**Supplied text:**
On Mon, May 30, 2011 at 11:33:39PM +0200, Peter Zijlstra wrote:
> On Mon, 2011-05-30 at 14:28 -0700, Paul E. McKenney wrote:
> > On Mon, May 30, 2011 at 07:19:49PM +0200, Peter Zijlstra wrote:
> > > On Mon, 2011-05-30 at 09:23 -0700, Paul E. McKenney wrote:
> > > > sp.sched_priority = RCU_KTHREAD_PRIO;
> > > > sched_setscheduler_nocheck(t, SCHED_FIFO, &sp);
> > >
> > > Why are those things RT tasks anyway? The old ksoftirq runs as a regular
> > > task. And once you start boosting things you can boost this into FIFO as
> > > well...
> > >
> > > just wondering..
> >
> > Because priority boosting doesn't help unless the callbacks also run
> > RT priority.
> >
> > I could make it so that they ran as normal tasks if !RCU_BOOST, but
> > they would still need to run as RT tasks for RCU_BOOST. I figured
> > running them the same way in both cases would be simpler.
>
> Ah, I thought you'd boost the threads along with the waiters, to the
> same prio so that they wouldn't disturb higher priority tasks for no
> reason.

I considered that, but working out when it is OK to deboost them is
decidedly non-trivial.

Thanx, Paul

2011-05-31 01:46:06

by Paul E. McKenney

[permalink] [raw]
Subject: Re: Very high CPU load when idle with 3.0-rc1

On Mon, May 30, 2011 at 11:35:28PM +0200, Peter Zijlstra wrote:
> On Mon, 2011-05-30 at 14:29 -0700, Paul E. McKenney wrote:
> > But I should be able to move them back in under "if (cpu_online(cpu))",
> > right?

**Raw records:**
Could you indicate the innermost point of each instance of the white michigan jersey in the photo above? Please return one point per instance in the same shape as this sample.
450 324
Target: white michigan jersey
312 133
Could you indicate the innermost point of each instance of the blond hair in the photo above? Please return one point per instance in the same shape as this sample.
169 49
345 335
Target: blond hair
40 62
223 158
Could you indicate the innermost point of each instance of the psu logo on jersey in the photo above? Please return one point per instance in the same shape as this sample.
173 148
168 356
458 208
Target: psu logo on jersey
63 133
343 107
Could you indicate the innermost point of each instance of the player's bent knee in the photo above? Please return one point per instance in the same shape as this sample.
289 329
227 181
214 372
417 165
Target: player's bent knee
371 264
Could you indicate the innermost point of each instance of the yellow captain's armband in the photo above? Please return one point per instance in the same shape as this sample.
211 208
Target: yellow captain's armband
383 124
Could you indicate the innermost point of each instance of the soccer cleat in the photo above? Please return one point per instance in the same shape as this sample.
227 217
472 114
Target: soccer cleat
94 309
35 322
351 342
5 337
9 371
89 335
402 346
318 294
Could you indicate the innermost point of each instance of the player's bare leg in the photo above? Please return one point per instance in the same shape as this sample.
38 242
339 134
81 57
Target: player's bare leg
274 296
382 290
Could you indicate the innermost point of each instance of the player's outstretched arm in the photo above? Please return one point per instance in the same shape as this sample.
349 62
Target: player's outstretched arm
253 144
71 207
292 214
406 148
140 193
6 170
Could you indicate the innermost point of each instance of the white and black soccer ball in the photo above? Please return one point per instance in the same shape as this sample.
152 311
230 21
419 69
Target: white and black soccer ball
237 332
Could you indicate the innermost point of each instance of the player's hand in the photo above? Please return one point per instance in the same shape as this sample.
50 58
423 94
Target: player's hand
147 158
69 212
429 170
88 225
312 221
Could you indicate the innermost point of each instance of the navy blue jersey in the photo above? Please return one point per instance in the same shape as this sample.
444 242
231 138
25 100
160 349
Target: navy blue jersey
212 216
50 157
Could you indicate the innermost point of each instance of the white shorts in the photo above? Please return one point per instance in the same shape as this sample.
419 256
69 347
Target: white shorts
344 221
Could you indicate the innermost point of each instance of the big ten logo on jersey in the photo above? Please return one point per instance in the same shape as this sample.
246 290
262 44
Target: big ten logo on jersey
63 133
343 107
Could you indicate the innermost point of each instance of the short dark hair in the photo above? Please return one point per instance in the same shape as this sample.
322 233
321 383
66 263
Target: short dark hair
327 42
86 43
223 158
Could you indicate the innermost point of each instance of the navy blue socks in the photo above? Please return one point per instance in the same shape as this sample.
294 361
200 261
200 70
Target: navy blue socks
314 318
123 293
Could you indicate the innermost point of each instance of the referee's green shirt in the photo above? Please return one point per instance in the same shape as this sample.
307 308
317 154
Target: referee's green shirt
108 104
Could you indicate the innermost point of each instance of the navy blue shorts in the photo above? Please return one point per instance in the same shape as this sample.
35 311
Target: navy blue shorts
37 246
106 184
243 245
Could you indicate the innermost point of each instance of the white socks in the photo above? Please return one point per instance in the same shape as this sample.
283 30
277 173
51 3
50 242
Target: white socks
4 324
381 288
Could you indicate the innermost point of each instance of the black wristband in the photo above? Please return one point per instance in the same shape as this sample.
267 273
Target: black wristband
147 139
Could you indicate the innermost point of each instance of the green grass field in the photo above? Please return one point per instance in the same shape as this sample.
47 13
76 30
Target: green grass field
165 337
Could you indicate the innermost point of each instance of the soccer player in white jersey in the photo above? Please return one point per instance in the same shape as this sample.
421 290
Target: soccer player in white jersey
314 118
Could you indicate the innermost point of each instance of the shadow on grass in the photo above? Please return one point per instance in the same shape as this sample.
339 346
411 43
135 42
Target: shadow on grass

**Written request:** Pick up the mailing-list thread on RCU kernel threads at the point where it stops, and continue it. The listing has no connection to the mailing-list thread on RCU kernel threads.

**Exercise output:**
>
> Yeah, you should be able to put the wakeup in the spawn function when
> made conditional on cpu_online(), although I'm not quite sure how to do
> that for the rnp case, but I guess you'll have a better grasp on that.

OK, will give it a go.

Thanx, Paul

2011-05-31 12:31:37

by Peter Zijlstra

[permalink] [raw]
Subject: [tip:core/urgent] rcu: Cure load woes

Commit-ID: d72bce0e67e8afc6eb959f656013cbb577426f1e
Gitweb: http://git.kernel.org/tip/d72bce0e67e8afc6eb959f656013cbb577426f1e
Author: Peter Zijlstra <[email protected]>
AuthorDate: Mon, 30 May 2011 13:34:51 +0200
Committer: Ingo Molnar <[email protected]>
CommitDate: Tue, 31 May 2011 10:01:48 +0200

rcu: Cure load woes

Commit cc3ce5176d83 (rcu: Start RCU kthreads in TASK_INTERRUPTIBLE
state) fudges a sleeping task' state, resulting in the scheduler seeing
a TASK_UNINTERRUPTIBLE task going to sleep, but a TASK_INTERRUPTIBLE
task waking up. The result is unbalanced load calculation.

The problem that patch tried to address is that the RCU threads could
stay in UNINTERRUPTIBLE state for quite a while and triggering the hung
task detector due to on-demand wake-ups.

Cure the problem differently by always giving the tasks at least one
wake-up once the CPU is fully up and running, this will kick them out of
the initial UNINTERRUPTIBLE state and into the regular INTERRUPTIBLE
wait state.

[ The alternative would be teaching kthread_create() to start threads as
INTERRUPTIBLE but that needs a tad more thought. ]

Reported-by: Damien Wyart <[email protected]>
Signed-off-by: Peter Zijlstra <[email protected]>
Acked-by: Paul E. McKenney <[email protected]>
Link: http://lkml.kernel.org/r/1306755291.1200.2872.camel@twins
Signed-off-by: Ingo Molnar <[email protected]>
---
kernel/rcutree.c | 54 ++++++++++++++++++++++++++++++++++++++++-------
kernel/rcutree_plugin.h | 11 ++++++++-
2 files changed, 56 insertions(+), 9 deletions(-)

diff --git a/kernel/rcutree.c b/kernel/rcutree.c
index 77a7671..89419ff 100644
--- a/kernel/rcutree.c
+++ b/kernel/rcutree.c
@@ -1648,7 +1648,6 @@ static int __cpuinit rcu_spawn_one_cpu_kthread(int cpu)
if (IS_ERR(t))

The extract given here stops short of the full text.